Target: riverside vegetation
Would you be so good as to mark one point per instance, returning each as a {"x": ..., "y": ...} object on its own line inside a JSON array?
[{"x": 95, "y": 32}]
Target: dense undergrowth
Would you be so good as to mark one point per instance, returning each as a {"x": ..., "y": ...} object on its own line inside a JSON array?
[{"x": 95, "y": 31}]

...

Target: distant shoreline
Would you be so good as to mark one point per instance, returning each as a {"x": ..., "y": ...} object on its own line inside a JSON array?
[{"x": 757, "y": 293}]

*What to work on:* Count the lines in the entries above that contain the string "Target". Reply with that number alone.

*Answer below:* 3